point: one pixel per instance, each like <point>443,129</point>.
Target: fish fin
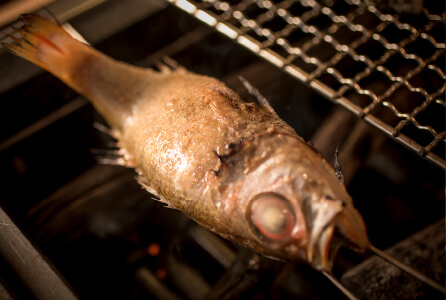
<point>116,157</point>
<point>168,65</point>
<point>173,64</point>
<point>146,185</point>
<point>260,98</point>
<point>337,166</point>
<point>43,43</point>
<point>107,130</point>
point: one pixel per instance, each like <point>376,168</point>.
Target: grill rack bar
<point>238,22</point>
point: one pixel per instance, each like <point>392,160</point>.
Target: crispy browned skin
<point>201,149</point>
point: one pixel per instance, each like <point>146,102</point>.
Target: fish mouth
<point>347,223</point>
<point>320,251</point>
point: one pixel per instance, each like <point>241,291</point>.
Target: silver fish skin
<point>234,167</point>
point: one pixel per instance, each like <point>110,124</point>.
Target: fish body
<point>236,168</point>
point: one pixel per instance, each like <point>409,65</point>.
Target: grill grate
<point>386,68</point>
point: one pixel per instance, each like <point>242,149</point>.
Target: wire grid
<point>386,68</point>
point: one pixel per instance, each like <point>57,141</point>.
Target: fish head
<point>293,203</point>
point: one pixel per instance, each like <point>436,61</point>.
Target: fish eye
<point>271,215</point>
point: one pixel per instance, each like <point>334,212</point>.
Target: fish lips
<point>320,251</point>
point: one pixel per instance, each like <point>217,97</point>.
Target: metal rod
<point>42,281</point>
<point>408,269</point>
<point>340,286</point>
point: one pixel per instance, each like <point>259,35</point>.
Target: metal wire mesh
<point>385,67</point>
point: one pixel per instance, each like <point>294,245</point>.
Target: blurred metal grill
<point>341,47</point>
<point>109,240</point>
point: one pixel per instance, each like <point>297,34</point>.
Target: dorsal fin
<point>260,98</point>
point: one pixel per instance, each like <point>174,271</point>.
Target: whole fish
<point>236,168</point>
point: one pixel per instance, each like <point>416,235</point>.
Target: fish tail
<point>44,43</point>
<point>110,85</point>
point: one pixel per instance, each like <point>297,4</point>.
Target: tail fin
<point>43,43</point>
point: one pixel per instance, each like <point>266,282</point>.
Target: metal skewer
<point>340,286</point>
<point>408,269</point>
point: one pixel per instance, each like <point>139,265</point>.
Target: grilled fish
<point>235,168</point>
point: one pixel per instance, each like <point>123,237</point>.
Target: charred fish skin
<point>234,167</point>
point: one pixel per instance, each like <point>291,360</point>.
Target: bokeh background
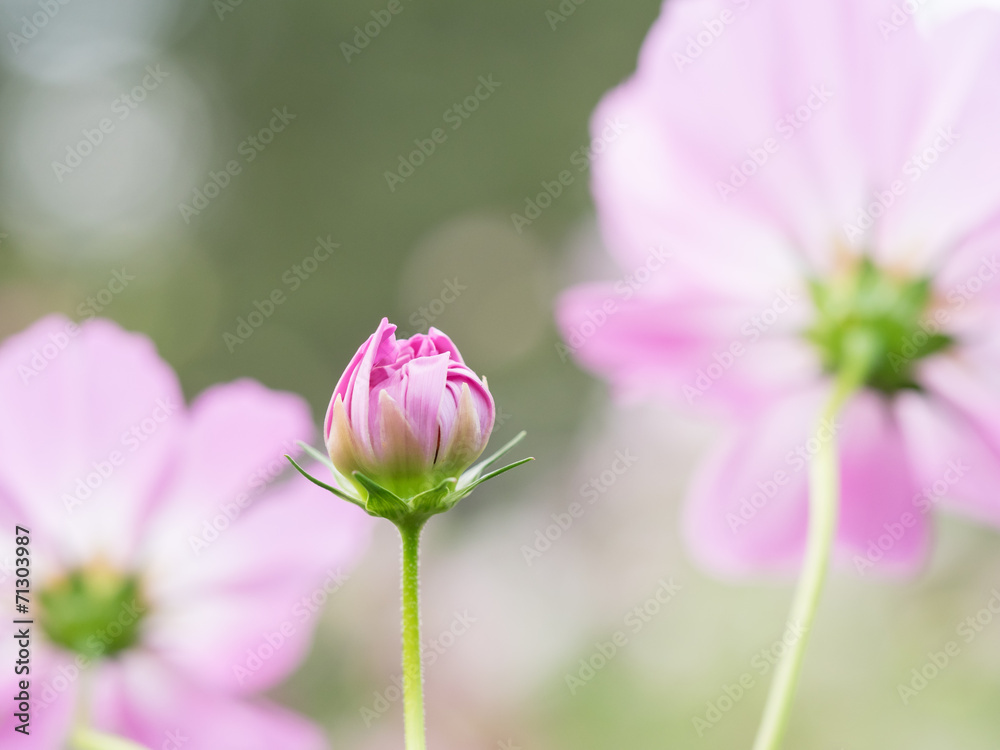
<point>185,85</point>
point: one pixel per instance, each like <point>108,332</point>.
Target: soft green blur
<point>440,248</point>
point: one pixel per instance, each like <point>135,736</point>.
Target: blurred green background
<point>440,248</point>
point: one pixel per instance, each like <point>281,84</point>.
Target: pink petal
<point>823,109</point>
<point>376,347</point>
<point>425,385</point>
<point>748,507</point>
<point>87,440</point>
<point>145,702</point>
<point>954,437</point>
<point>693,347</point>
<point>950,173</point>
<point>235,445</point>
<point>54,685</point>
<point>442,343</point>
<point>880,520</point>
<point>238,612</point>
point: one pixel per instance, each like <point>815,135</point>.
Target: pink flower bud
<point>408,414</point>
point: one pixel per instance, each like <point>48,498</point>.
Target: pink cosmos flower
<point>408,413</point>
<point>168,582</point>
<point>788,174</point>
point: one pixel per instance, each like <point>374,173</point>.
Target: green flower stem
<point>824,506</point>
<point>87,739</point>
<point>413,671</point>
<point>83,737</point>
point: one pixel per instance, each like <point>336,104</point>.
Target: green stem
<point>824,506</point>
<point>82,737</point>
<point>87,739</point>
<point>413,673</point>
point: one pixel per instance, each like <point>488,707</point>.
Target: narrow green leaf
<point>339,493</point>
<point>498,472</point>
<point>317,454</point>
<point>382,502</point>
<point>471,475</point>
<point>429,502</point>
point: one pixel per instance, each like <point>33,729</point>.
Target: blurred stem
<point>824,506</point>
<point>87,739</point>
<point>82,737</point>
<point>413,671</point>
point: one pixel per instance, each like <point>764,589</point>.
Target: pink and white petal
<point>817,126</point>
<point>225,598</point>
<point>967,287</point>
<point>145,701</point>
<point>880,519</point>
<point>54,683</point>
<point>378,347</point>
<point>92,417</point>
<point>443,343</point>
<point>966,415</point>
<point>747,508</point>
<point>692,347</point>
<point>237,437</point>
<point>957,467</point>
<point>425,387</point>
<point>949,178</point>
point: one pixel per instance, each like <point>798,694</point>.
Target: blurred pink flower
<point>788,172</point>
<point>165,515</point>
<point>408,413</point>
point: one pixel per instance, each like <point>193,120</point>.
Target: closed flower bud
<point>408,414</point>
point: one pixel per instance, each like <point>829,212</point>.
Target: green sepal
<point>466,490</point>
<point>381,502</point>
<point>339,493</point>
<point>471,475</point>
<point>431,502</point>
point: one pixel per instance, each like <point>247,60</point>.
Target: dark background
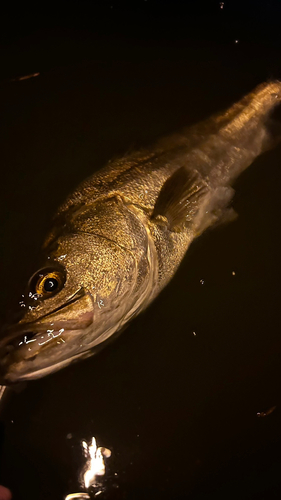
<point>178,411</point>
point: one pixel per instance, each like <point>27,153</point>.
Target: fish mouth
<point>23,342</point>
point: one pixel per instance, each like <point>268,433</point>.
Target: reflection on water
<point>95,467</point>
<point>95,463</point>
<point>73,496</point>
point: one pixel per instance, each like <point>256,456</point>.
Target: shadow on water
<point>176,397</point>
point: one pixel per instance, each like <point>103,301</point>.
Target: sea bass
<point>120,236</point>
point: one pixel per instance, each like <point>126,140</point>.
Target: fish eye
<point>46,282</point>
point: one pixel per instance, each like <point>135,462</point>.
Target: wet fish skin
<point>121,235</point>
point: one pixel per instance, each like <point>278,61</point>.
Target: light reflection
<point>95,465</point>
<point>73,496</point>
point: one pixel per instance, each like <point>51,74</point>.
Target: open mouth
<point>23,342</point>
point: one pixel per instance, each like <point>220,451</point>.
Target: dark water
<point>177,410</point>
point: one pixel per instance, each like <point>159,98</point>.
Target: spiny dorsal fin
<point>179,196</point>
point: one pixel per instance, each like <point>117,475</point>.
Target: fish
<point>119,238</point>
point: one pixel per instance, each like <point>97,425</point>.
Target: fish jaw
<point>39,350</point>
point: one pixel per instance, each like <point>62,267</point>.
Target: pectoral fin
<point>179,196</point>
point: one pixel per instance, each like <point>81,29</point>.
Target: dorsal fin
<point>179,197</point>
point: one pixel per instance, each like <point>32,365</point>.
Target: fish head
<point>73,302</point>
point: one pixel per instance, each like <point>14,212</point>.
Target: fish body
<point>120,236</point>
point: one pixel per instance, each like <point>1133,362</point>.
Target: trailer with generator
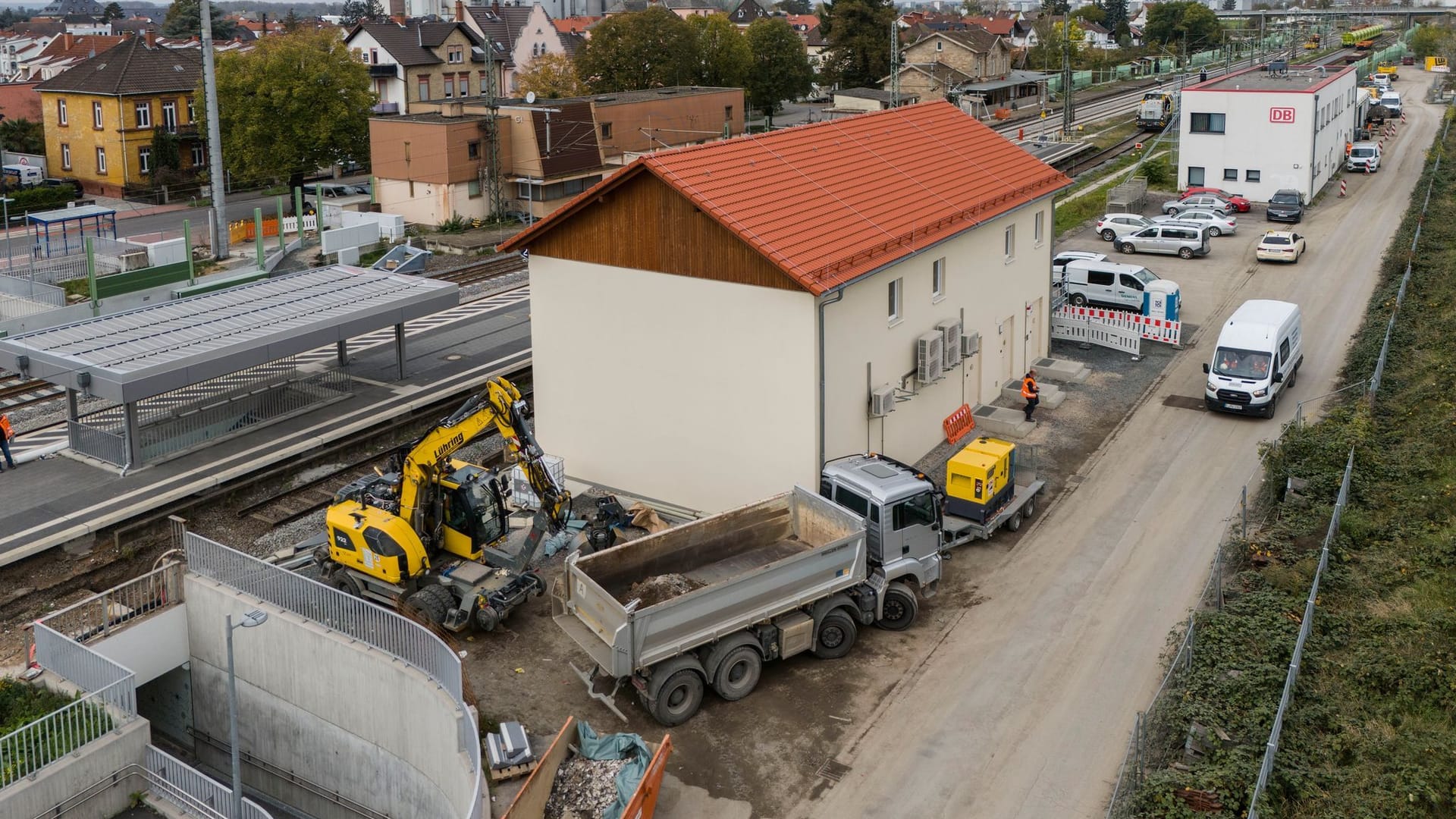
<point>987,487</point>
<point>704,605</point>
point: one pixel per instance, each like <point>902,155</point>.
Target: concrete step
<point>1002,422</point>
<point>1052,395</point>
<point>1063,371</point>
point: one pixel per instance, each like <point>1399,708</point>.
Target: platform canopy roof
<point>158,349</point>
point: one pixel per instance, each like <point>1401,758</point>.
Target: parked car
<point>1059,262</point>
<point>1238,202</point>
<point>1181,238</point>
<point>1216,223</point>
<point>1285,206</point>
<point>1280,246</point>
<point>1114,224</point>
<point>1199,202</point>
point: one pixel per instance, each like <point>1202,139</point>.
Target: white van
<point>1111,284</point>
<point>1256,360</point>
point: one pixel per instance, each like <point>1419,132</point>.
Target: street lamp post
<point>251,620</point>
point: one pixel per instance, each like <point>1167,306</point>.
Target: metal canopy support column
<point>133,439</point>
<point>400,347</point>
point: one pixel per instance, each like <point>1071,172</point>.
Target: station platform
<point>57,500</point>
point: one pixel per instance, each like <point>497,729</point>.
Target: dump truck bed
<point>658,596</point>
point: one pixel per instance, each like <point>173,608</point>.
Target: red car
<point>1239,203</point>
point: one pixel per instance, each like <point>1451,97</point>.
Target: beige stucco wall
<point>695,392</point>
<point>995,297</point>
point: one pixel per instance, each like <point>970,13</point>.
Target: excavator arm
<point>498,406</point>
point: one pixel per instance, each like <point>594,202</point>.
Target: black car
<point>1285,206</point>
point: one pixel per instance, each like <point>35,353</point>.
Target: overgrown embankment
<point>1372,729</point>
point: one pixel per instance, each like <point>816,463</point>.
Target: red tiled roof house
<point>710,324</point>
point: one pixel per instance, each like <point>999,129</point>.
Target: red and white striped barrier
<point>1147,327</point>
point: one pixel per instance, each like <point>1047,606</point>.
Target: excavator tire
<point>431,601</point>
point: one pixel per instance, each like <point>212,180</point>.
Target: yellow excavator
<point>431,532</point>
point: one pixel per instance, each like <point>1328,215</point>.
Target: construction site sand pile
<point>584,789</point>
<point>660,588</point>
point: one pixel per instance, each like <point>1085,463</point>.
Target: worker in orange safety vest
<point>1030,392</point>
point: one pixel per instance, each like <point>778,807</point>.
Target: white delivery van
<point>1110,284</point>
<point>1256,360</point>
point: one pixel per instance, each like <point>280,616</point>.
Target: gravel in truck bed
<point>584,789</point>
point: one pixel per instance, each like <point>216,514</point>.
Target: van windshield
<point>1241,363</point>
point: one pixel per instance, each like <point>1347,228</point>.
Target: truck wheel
<point>677,700</point>
<point>739,673</point>
<point>836,635</point>
<point>431,604</point>
<point>900,608</point>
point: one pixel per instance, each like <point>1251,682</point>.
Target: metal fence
<point>96,617</point>
<point>193,790</point>
<point>373,626</point>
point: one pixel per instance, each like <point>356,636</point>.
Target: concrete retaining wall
<point>325,708</point>
<point>79,771</point>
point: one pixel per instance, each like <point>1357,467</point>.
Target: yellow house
<point>101,115</point>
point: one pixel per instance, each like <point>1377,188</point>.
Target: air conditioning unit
<point>881,401</point>
<point>929,359</point>
<point>951,333</point>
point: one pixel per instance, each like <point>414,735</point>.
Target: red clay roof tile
<point>836,200</point>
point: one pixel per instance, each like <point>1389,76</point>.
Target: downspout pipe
<point>837,295</point>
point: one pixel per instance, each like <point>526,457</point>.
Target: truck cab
<point>902,512</point>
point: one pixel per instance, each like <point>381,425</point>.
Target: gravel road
<point>1025,707</point>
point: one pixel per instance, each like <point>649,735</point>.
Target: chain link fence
<point>1155,741</point>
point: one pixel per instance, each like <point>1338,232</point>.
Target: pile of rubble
<point>584,789</point>
<point>658,588</point>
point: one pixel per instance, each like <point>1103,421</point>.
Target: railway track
<point>491,267</point>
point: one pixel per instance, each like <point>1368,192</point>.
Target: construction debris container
<point>530,800</point>
<point>979,479</point>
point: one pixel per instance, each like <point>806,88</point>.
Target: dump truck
<point>704,605</point>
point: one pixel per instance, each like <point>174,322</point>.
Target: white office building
<point>1261,130</point>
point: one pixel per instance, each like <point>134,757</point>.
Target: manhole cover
<point>833,771</point>
<point>1185,403</point>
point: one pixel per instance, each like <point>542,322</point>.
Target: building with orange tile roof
<point>759,290</point>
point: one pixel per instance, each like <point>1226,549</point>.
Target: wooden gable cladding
<point>645,224</point>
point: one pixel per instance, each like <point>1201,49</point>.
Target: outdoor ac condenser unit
<point>881,401</point>
<point>929,360</point>
<point>951,333</point>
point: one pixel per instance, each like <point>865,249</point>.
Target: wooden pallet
<point>513,771</point>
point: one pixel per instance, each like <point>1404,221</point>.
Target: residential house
<point>498,28</point>
<point>101,117</point>
<point>431,165</point>
<point>836,279</point>
<point>746,12</point>
<point>973,52</point>
<point>419,61</point>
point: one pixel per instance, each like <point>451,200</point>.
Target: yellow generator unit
<point>981,480</point>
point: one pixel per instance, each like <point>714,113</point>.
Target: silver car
<point>1216,223</point>
<point>1199,202</point>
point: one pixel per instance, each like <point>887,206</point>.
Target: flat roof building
<point>1266,129</point>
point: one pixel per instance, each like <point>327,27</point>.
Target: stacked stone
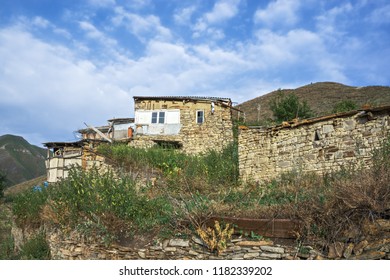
<point>321,146</point>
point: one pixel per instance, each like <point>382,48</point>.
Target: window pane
<point>154,117</point>
<point>161,118</point>
<point>199,116</point>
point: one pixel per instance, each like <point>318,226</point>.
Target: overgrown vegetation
<point>161,191</point>
<point>344,106</point>
<point>288,107</point>
<point>3,181</point>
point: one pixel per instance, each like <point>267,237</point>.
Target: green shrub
<point>28,206</point>
<point>105,204</point>
<point>36,248</point>
<point>344,106</point>
<point>288,107</point>
<point>3,184</point>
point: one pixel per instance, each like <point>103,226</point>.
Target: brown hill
<point>321,97</point>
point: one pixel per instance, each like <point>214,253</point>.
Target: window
<point>158,117</point>
<point>161,117</point>
<point>154,117</point>
<point>199,116</point>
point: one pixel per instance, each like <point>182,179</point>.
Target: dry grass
<point>25,186</point>
<point>321,97</point>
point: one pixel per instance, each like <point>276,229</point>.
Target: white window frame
<point>158,117</point>
<point>197,116</point>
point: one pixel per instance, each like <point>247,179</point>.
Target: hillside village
<point>196,125</point>
<point>260,202</point>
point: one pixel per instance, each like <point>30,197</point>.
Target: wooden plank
<point>273,228</point>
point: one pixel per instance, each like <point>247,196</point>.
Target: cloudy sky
<point>63,63</point>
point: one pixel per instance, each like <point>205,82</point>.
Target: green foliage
<point>7,248</point>
<point>105,204</point>
<point>2,183</point>
<point>27,207</point>
<point>288,107</point>
<point>215,168</point>
<point>344,106</point>
<point>36,248</point>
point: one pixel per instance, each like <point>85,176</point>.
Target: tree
<point>288,107</point>
<point>3,181</point>
<point>344,106</point>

> [Task] Transcribe the items verbatim, beginning with their first line and ending with the line that contains "<point>238,22</point>", both lines included. Omit the pictures from your transcription.

> [Answer in full]
point: one pixel per instance, each like <point>443,129</point>.
Target: fish fin
<point>116,157</point>
<point>168,65</point>
<point>173,64</point>
<point>146,185</point>
<point>260,98</point>
<point>337,166</point>
<point>43,43</point>
<point>107,130</point>
point: one pixel per instance, each like <point>376,168</point>.
Target: grill rack bar
<point>238,22</point>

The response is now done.